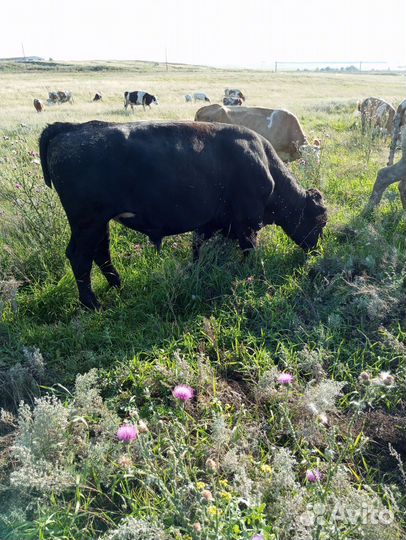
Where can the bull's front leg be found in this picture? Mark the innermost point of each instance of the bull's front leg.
(247, 238)
(80, 252)
(102, 258)
(386, 177)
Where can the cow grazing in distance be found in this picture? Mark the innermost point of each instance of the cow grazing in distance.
(234, 92)
(389, 175)
(200, 96)
(139, 98)
(231, 101)
(52, 98)
(281, 128)
(376, 114)
(38, 105)
(398, 122)
(60, 97)
(169, 178)
(65, 96)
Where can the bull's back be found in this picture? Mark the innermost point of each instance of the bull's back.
(185, 173)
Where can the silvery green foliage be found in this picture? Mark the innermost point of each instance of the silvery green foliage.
(40, 447)
(283, 472)
(134, 529)
(266, 387)
(54, 441)
(8, 293)
(21, 379)
(321, 398)
(43, 429)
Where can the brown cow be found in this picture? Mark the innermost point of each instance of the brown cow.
(281, 128)
(376, 113)
(38, 105)
(399, 121)
(389, 175)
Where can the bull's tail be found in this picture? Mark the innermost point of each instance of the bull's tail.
(47, 135)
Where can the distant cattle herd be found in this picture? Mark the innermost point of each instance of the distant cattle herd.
(223, 173)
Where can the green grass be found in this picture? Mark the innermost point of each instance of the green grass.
(226, 326)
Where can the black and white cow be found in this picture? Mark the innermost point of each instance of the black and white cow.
(200, 96)
(234, 92)
(139, 98)
(169, 178)
(232, 101)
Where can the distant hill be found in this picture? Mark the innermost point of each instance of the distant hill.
(35, 63)
(23, 59)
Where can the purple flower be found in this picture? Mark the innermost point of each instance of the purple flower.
(127, 433)
(285, 378)
(313, 476)
(183, 392)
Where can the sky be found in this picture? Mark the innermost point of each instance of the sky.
(238, 33)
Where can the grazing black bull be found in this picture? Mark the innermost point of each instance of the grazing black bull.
(139, 98)
(170, 178)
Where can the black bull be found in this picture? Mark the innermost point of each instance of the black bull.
(170, 178)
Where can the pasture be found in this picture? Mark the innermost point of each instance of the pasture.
(253, 454)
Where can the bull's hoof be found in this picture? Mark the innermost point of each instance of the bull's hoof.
(92, 304)
(114, 281)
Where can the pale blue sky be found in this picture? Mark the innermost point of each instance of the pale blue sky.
(251, 33)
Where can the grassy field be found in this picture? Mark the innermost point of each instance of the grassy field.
(253, 455)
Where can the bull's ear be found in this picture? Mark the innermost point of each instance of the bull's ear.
(314, 194)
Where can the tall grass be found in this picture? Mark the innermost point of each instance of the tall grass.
(235, 461)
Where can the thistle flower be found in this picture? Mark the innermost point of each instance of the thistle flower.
(125, 462)
(142, 427)
(313, 475)
(386, 378)
(285, 378)
(206, 494)
(127, 433)
(183, 392)
(211, 465)
(364, 377)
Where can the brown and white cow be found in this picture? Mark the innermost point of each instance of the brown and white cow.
(281, 128)
(232, 101)
(38, 105)
(378, 114)
(389, 175)
(398, 123)
(234, 93)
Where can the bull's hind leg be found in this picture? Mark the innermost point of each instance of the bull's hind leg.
(402, 191)
(199, 237)
(80, 252)
(102, 258)
(247, 238)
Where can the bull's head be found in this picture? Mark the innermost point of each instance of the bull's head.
(311, 222)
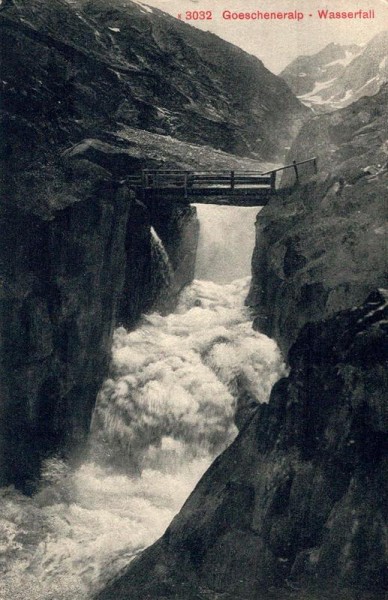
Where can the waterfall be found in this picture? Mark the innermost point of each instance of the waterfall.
(164, 413)
(226, 241)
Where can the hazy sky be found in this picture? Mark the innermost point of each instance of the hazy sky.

........

**What this task involves:** Repeat the material above in full and exactly, apart from the pictures.

**Final result:**
Where can the bull's front leg be found in this picture? Mark the innermost point of each instance of the bull's front leg.
(247, 238)
(80, 252)
(102, 258)
(386, 177)
Where can the cow grazing in distance be found in this picture? Mark the innermost point of each instance of the cow grazing in distance.
(234, 92)
(389, 175)
(200, 96)
(139, 98)
(231, 101)
(52, 98)
(281, 128)
(376, 114)
(38, 105)
(398, 122)
(60, 97)
(169, 178)
(65, 96)
Where can the bull's back be found in this picture? Mark the innermost point of each instance of the bull's back.
(185, 173)
Where can the silvery green foliage be found in this picture? Mark the innermost point of each instance of the silvery green foliage.
(40, 447)
(283, 472)
(134, 529)
(266, 387)
(54, 441)
(8, 293)
(21, 379)
(321, 398)
(43, 429)
Where can the brown cow be found in this picture? Mark the innermost point of each instance of the brown cow.
(281, 128)
(376, 113)
(38, 105)
(399, 121)
(389, 175)
Where can the bull's tail be found in this picture? Mark the innermost point of each instance of the bull's tail.
(47, 135)
Where can the distant cattle herd be found in this picture? Mark the innermost point of each instance of the distant cattle herd.
(223, 173)
Where can the green grass be found in this picture? Mark the innermost point of each instance of the green grass.
(226, 326)
Where can the black and white cow be found in this picture? Mark the innermost point of each instance of the black and white cow.
(200, 96)
(234, 92)
(139, 98)
(169, 178)
(232, 101)
Where can the distant hill be found in this picture? Mark the innermost point of each instance of the distant hill.
(35, 63)
(23, 59)
Where can the purple flower be found in this picture? Mark the innermost point of each instance of the purple flower.
(127, 433)
(285, 378)
(313, 476)
(183, 392)
Where can the sky be found in this picture? Mark the innermost point of each instance of the sky.
(238, 33)
Where can the grazing black bull be found in this picture? Mark the innermost point of each instance of the grazing black bull.
(139, 98)
(170, 178)
Where can the black bull be found in this picture? Mark the innermost point of each instance of the black bull.
(170, 178)
Where can the pasture be found in this picture? Mark the innermost point of each instance of the pasture.
(253, 454)
Where can the bull's hoof be found in this picture? Mark the innermost point of each instance of the bull's hoof.
(92, 304)
(114, 281)
Where can the pale blue sky be found in this picture? Mark the innermost point of each instance of the pale blue sky.
(251, 33)
Where can the grassy field be found in this picture? Mark the innermost point of each instance of the grassy field.
(253, 455)
Where can the bull's ear be found in this picture? Mark the innermost point of each instance of the bull's ear.
(314, 194)
Where can the tall grass be found in this picture? Mark the innermost point of each instance of the tall grass.
(235, 461)
Where can the thistle flower be found in this picture? Mark the innermost point of each instance of the thistle flower.
(125, 462)
(142, 427)
(313, 475)
(386, 378)
(285, 378)
(206, 494)
(127, 433)
(183, 392)
(211, 465)
(364, 377)
Where can the brown and white cow be found in this picture? Mark the innermost point of each instance of the brown and white cow.
(281, 128)
(232, 101)
(38, 105)
(378, 114)
(389, 175)
(398, 123)
(234, 93)
Where can the bull's hind leg be found in this picture? Mark the innermost point of each instance of the bull's hind leg.
(402, 191)
(199, 237)
(80, 252)
(102, 258)
(247, 238)
Where can the bull's head be found in this picture? Mark the innermost point of each instance of the bull's head.
(311, 222)
Where can the waterfall be found in this picture? Mark the innermost point of each instance of the waterfall.
(164, 413)
(226, 241)
Where can the hazy sky be found in this picture? Mark the innermost point of each instance of the hazy sky.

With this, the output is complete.